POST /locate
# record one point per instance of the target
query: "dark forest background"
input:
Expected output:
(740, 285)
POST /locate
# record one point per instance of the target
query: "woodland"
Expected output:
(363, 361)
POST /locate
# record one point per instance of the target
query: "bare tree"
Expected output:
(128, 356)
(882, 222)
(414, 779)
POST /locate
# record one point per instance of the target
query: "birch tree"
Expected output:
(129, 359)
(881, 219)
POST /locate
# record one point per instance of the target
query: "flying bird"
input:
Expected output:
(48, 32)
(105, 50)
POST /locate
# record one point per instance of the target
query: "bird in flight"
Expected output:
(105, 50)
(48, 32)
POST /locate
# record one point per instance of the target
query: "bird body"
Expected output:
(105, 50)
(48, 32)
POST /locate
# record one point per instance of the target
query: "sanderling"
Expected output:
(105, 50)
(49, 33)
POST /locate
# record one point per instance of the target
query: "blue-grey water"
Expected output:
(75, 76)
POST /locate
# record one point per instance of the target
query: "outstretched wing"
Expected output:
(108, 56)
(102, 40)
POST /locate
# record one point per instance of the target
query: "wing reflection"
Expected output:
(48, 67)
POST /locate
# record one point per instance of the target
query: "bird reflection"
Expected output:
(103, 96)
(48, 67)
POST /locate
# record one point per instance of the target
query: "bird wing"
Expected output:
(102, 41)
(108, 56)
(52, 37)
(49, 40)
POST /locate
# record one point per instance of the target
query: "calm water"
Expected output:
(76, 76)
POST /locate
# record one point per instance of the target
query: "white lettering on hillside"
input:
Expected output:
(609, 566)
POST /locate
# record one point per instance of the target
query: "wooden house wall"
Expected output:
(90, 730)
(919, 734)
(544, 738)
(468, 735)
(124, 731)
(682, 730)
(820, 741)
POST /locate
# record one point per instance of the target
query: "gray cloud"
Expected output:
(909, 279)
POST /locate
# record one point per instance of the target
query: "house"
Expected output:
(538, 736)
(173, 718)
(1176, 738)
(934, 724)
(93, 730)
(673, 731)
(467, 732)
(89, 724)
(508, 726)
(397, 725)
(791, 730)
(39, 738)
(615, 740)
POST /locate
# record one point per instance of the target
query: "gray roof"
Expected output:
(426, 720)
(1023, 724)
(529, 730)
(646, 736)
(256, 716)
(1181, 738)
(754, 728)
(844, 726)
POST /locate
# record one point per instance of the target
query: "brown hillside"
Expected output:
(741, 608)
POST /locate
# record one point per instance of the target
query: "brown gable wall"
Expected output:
========
* GIVEN PROBLEM *
Please report every line of the listing that contains the string "wing".

* ANSWER TO THE EXERCISE *
query: "outstretched wing"
query: "wing reflection"
query: "bird wing"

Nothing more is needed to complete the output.